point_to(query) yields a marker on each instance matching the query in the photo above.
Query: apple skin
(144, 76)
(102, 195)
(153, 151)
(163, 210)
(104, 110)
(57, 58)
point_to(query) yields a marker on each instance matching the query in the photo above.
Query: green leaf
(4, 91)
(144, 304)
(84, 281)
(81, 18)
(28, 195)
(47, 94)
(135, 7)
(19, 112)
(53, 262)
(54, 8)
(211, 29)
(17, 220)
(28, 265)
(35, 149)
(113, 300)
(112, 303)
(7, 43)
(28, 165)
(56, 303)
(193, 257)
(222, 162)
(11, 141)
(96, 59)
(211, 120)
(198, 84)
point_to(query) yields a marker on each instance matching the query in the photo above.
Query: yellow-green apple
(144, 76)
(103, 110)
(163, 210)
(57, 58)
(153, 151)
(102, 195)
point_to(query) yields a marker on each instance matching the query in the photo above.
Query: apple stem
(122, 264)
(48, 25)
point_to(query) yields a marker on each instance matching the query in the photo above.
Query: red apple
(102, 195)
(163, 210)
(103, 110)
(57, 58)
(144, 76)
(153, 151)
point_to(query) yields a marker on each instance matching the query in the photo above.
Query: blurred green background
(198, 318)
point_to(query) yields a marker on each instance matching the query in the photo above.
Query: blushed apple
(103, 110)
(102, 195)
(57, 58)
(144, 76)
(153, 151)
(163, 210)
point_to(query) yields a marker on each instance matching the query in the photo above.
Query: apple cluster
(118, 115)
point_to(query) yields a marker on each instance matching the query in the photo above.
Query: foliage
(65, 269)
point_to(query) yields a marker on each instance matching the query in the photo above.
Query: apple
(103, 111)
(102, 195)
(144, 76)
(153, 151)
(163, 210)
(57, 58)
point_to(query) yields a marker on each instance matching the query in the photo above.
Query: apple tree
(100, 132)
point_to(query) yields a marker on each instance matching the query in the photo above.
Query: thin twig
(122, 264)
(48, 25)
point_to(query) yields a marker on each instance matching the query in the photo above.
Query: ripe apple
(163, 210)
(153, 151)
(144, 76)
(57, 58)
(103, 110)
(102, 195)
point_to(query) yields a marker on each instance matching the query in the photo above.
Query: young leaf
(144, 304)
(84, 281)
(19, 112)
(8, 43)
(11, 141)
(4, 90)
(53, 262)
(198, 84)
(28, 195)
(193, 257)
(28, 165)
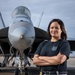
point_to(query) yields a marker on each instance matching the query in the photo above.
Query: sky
(62, 9)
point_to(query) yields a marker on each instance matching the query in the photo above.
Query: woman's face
(55, 30)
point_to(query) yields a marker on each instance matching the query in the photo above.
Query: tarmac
(70, 63)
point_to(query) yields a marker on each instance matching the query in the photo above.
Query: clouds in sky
(63, 9)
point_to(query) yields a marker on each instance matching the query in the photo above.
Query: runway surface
(71, 63)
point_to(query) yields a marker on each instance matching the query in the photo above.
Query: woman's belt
(52, 72)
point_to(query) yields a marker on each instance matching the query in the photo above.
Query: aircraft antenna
(2, 20)
(41, 17)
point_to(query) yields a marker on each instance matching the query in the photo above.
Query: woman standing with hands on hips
(52, 55)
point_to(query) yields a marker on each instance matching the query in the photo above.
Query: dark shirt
(48, 48)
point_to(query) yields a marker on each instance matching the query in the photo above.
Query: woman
(52, 55)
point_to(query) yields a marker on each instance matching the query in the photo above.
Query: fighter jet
(21, 39)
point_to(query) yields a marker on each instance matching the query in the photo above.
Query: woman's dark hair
(60, 22)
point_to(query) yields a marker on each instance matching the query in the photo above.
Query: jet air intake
(21, 31)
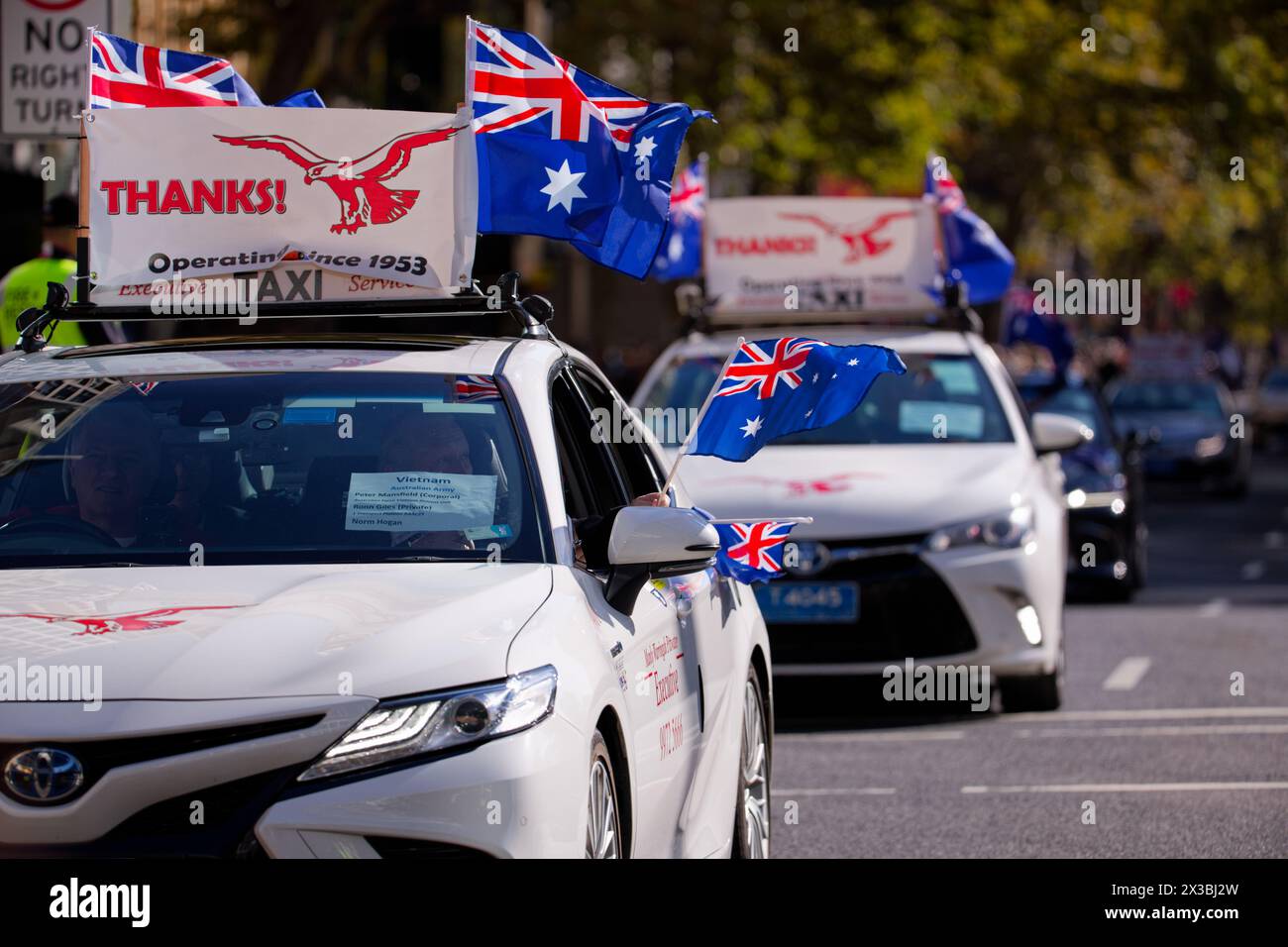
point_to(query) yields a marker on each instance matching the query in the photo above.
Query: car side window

○ ○ ○ ○ ○

- **TASK DETAILS**
Only the pictures stay behind; everything else in the data above is to be retyped exactly.

- **WRITTEN ANSWER**
point_to(query) yields a marker on each instance matching the query in the photo above.
Query: apple skin
(144, 76)
(102, 195)
(153, 151)
(163, 210)
(104, 110)
(57, 58)
point_to(query) yields a marker on each instance matching the query in the photo above.
Query: green leaf
(4, 91)
(144, 304)
(84, 281)
(81, 18)
(28, 195)
(47, 94)
(135, 7)
(19, 112)
(53, 262)
(54, 8)
(211, 29)
(17, 220)
(28, 265)
(35, 149)
(113, 300)
(112, 303)
(7, 43)
(28, 165)
(56, 303)
(193, 257)
(222, 162)
(11, 141)
(96, 59)
(211, 120)
(198, 84)
point_to(query) yields a marker on each instance matching the query in the photo above.
Query: yellow-green apple
(144, 76)
(103, 110)
(163, 210)
(57, 58)
(153, 151)
(102, 195)
point_to(query) yields a marker on each instance matching the query in the photo above.
Query: apple stem
(122, 264)
(48, 25)
point_to(query) yields a marker on each instance matching the query in the photo above.
Query: red apple
(102, 195)
(163, 210)
(103, 110)
(57, 58)
(144, 76)
(153, 151)
point_to(query) yields a marker on each instance matching the query in the photo above.
Query: blurred green background
(198, 318)
point_to(query) yields a marker on each instance matching the query in the photo above.
Query: blushed apple
(103, 110)
(102, 195)
(57, 58)
(144, 76)
(153, 151)
(163, 210)
point_to(query) yields a marker on each instance matching the query in the photo above.
Query: apple cluster
(118, 115)
point_to(query) yields a marker on each instance matching the query in the photo above.
Query: foliage
(65, 269)
point_to(query) yields a marker on each instance matching the query in the photo above.
Query: apple
(103, 111)
(102, 195)
(144, 76)
(153, 151)
(163, 210)
(57, 58)
point_to(query) yields a marker on each instance matching the query in the photo above.
Query: apple tree
(100, 132)
point_to(query) yields a marker on each instance matching the query in the photo above.
Query: thin twig
(122, 264)
(48, 25)
point_to(query) yields a marker on each instance matching the query in the photo above.
Query: ripe apple
(163, 210)
(153, 151)
(144, 76)
(57, 58)
(103, 110)
(102, 195)
point_to(query) yields a marker on each instance matching the query in the photo above.
Query: young leaf
(144, 304)
(84, 281)
(19, 112)
(8, 43)
(11, 141)
(4, 90)
(53, 262)
(198, 84)
(28, 195)
(193, 257)
(28, 165)
point_to(query) yields a marker on each instance matching the query in the photo above.
Query: sky
(62, 9)
point_to(query) yields a marker on each instance matching the query in the photo above.
Query: woman's face
(55, 30)
point_to(query) yields a marker on each instance matching the query in the photo above.
Query: tarmac
(70, 63)
point_to(query) yields a marker on each instance matching the query in the photo above.
Query: clouds in sky
(63, 9)
point_to(query) yields a marker on each instance matching the query in the photo above.
Query: runway surface
(71, 63)
point_to(query) yields a marker on each instance matching the query in the photo above.
Query: woman's belt
(52, 72)
point_to(query) yields a marker on each instance matching the query in the photo above.
Query: aircraft antenna
(2, 20)
(41, 17)
point_to(query) yields a marker on each instance matching the query in the photo above.
Query: woman standing with hands on hips
(52, 55)
point_to(query) yields a marker on each instance matching the query in the photo above.
Query: dark shirt
(48, 48)
point_to(query) yields a marker on each instance matching the query in the photo above.
Query: woman
(52, 55)
point_to(query) yields a marker on each instance matching the query in the photo above.
Query: fighter jet
(21, 39)
point_to(query) yields a marker on each instance matching the query in the photo above.
Query: woman's dark hair
(60, 22)
point_to(query) yields a marker on each instance matching the query in the photo above.
Query: jet air intake
(21, 31)
point_to(query) yields a marker on each instance matching the query in the photo above.
Query: car side window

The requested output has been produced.